- [Problem description]:
Report how many lines in the entries below contain the word "dark". Case counts, so respond with that number alone.

▬▬▬▬▬▬

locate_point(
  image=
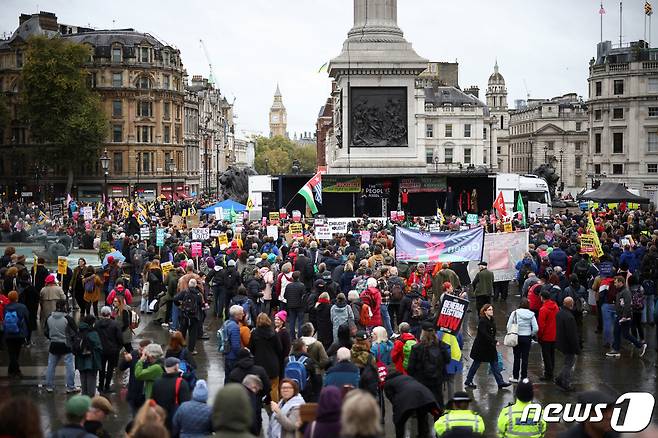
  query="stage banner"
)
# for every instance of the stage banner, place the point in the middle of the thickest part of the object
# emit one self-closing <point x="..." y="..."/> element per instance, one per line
<point x="502" y="251"/>
<point x="423" y="246"/>
<point x="451" y="316"/>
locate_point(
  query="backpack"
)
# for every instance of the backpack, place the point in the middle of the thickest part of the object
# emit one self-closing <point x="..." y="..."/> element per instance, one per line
<point x="80" y="344"/>
<point x="296" y="370"/>
<point x="417" y="309"/>
<point x="637" y="297"/>
<point x="134" y="320"/>
<point x="365" y="315"/>
<point x="188" y="305"/>
<point x="12" y="323"/>
<point x="406" y="350"/>
<point x="224" y="339"/>
<point x="396" y="292"/>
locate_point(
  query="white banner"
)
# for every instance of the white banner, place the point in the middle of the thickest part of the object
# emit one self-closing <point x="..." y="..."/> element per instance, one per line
<point x="200" y="233"/>
<point x="502" y="251"/>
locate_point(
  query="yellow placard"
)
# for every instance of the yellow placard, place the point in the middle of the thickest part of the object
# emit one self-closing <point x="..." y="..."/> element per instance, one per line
<point x="62" y="264"/>
<point x="166" y="267"/>
<point x="295" y="228"/>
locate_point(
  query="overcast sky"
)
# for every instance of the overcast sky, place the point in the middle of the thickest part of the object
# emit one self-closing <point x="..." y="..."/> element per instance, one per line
<point x="253" y="44"/>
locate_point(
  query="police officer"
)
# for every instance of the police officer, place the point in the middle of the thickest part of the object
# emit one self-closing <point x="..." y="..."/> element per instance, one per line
<point x="459" y="417"/>
<point x="509" y="420"/>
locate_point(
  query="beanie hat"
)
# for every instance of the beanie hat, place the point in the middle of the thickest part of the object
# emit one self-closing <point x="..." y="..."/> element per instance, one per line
<point x="200" y="392"/>
<point x="524" y="391"/>
<point x="282" y="315"/>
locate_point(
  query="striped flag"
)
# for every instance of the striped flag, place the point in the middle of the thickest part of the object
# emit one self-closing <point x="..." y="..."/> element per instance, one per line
<point x="312" y="191"/>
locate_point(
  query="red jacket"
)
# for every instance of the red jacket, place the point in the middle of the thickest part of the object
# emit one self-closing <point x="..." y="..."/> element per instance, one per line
<point x="398" y="353"/>
<point x="373" y="298"/>
<point x="547" y="327"/>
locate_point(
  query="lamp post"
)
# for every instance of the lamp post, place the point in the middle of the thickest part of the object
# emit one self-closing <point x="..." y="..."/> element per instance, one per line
<point x="105" y="164"/>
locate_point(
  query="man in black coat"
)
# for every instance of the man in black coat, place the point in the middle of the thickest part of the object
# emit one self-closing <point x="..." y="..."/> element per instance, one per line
<point x="294" y="295"/>
<point x="567" y="342"/>
<point x="244" y="366"/>
<point x="170" y="390"/>
<point x="408" y="397"/>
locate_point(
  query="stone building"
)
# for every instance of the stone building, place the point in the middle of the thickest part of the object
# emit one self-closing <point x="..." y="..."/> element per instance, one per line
<point x="623" y="116"/>
<point x="278" y="116"/>
<point x="497" y="125"/>
<point x="141" y="84"/>
<point x="551" y="131"/>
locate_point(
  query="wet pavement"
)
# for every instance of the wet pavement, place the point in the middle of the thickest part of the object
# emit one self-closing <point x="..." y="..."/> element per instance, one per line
<point x="593" y="371"/>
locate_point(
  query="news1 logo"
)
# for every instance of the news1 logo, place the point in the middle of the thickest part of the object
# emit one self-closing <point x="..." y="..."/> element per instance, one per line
<point x="631" y="412"/>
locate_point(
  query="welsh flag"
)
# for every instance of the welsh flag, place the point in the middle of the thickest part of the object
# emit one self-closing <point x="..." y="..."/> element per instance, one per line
<point x="312" y="192"/>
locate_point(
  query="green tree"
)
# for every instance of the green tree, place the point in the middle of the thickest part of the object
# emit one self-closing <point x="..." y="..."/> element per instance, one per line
<point x="275" y="156"/>
<point x="65" y="118"/>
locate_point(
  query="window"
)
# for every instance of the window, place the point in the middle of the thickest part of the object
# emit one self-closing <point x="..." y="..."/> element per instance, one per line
<point x="144" y="134"/>
<point x="652" y="145"/>
<point x="429" y="156"/>
<point x="448" y="152"/>
<point x="143" y="82"/>
<point x="117" y="109"/>
<point x="117" y="163"/>
<point x="429" y="130"/>
<point x="144" y="109"/>
<point x="618" y="87"/>
<point x="117" y="79"/>
<point x="116" y="54"/>
<point x="652" y="85"/>
<point x="617" y="142"/>
<point x="117" y="133"/>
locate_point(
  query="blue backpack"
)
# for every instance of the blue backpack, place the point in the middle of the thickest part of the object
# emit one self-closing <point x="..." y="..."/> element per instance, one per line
<point x="296" y="370"/>
<point x="12" y="323"/>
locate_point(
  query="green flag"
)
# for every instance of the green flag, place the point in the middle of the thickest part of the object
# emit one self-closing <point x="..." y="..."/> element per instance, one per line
<point x="520" y="208"/>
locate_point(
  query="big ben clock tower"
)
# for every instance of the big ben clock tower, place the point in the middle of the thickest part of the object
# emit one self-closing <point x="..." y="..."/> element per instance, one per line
<point x="278" y="116"/>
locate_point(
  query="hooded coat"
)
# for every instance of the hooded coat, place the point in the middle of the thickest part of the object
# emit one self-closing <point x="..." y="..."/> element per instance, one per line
<point x="327" y="420"/>
<point x="232" y="412"/>
<point x="407" y="394"/>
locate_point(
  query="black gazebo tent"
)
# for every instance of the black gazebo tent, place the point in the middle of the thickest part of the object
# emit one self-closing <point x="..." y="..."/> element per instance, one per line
<point x="613" y="192"/>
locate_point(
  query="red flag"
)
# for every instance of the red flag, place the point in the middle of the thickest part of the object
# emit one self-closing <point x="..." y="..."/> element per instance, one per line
<point x="499" y="205"/>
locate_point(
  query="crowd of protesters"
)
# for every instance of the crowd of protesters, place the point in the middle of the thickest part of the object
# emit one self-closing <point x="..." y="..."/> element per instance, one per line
<point x="336" y="322"/>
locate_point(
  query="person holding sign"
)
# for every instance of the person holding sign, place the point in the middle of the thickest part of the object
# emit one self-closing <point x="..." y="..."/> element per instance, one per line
<point x="484" y="349"/>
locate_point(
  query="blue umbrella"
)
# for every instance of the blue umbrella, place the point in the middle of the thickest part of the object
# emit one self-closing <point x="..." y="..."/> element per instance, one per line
<point x="117" y="256"/>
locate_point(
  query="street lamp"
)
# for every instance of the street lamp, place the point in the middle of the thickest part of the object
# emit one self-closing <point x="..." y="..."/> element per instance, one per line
<point x="138" y="162"/>
<point x="105" y="164"/>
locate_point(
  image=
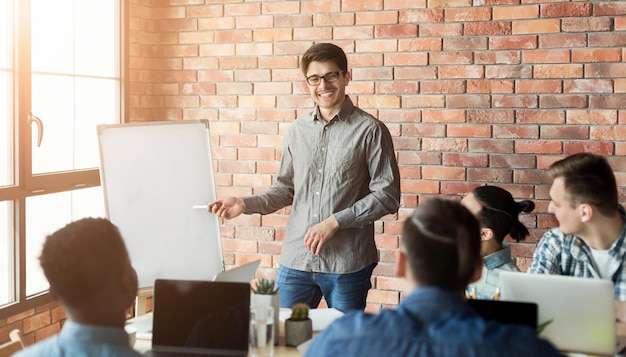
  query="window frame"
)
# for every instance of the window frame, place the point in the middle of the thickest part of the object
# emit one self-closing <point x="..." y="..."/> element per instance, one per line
<point x="25" y="183"/>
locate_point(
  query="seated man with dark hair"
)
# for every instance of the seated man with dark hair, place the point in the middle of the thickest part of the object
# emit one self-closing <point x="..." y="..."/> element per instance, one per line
<point x="89" y="271"/>
<point x="590" y="239"/>
<point x="439" y="256"/>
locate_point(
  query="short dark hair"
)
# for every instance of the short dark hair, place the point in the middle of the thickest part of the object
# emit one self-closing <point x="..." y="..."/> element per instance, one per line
<point x="441" y="240"/>
<point x="588" y="178"/>
<point x="83" y="258"/>
<point x="322" y="52"/>
<point x="500" y="212"/>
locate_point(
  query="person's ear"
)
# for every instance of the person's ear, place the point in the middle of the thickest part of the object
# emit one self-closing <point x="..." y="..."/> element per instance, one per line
<point x="486" y="234"/>
<point x="401" y="265"/>
<point x="586" y="212"/>
<point x="478" y="270"/>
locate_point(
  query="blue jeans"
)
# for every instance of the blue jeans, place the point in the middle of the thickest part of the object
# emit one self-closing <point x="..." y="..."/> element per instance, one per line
<point x="342" y="291"/>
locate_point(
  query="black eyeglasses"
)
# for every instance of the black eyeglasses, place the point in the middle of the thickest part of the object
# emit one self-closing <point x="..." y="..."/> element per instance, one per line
<point x="329" y="77"/>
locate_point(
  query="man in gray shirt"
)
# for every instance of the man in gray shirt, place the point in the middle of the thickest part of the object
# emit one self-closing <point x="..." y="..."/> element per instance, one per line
<point x="339" y="173"/>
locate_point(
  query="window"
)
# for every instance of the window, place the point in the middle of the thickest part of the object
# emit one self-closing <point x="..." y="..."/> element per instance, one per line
<point x="60" y="76"/>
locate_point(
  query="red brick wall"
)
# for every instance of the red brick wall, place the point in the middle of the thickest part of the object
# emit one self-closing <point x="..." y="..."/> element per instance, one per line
<point x="474" y="92"/>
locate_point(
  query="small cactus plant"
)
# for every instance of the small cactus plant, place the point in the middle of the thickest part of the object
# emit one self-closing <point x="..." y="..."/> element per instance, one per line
<point x="299" y="312"/>
<point x="265" y="287"/>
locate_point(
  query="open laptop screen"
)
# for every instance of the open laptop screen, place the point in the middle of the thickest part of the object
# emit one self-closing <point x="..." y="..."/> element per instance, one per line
<point x="201" y="314"/>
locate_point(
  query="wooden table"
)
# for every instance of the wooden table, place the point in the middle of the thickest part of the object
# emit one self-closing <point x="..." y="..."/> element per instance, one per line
<point x="143" y="344"/>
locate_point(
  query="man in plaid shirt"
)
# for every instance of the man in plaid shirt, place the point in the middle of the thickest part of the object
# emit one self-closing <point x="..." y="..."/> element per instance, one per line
<point x="589" y="241"/>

▬▬▬▬▬▬

- [Result below]:
4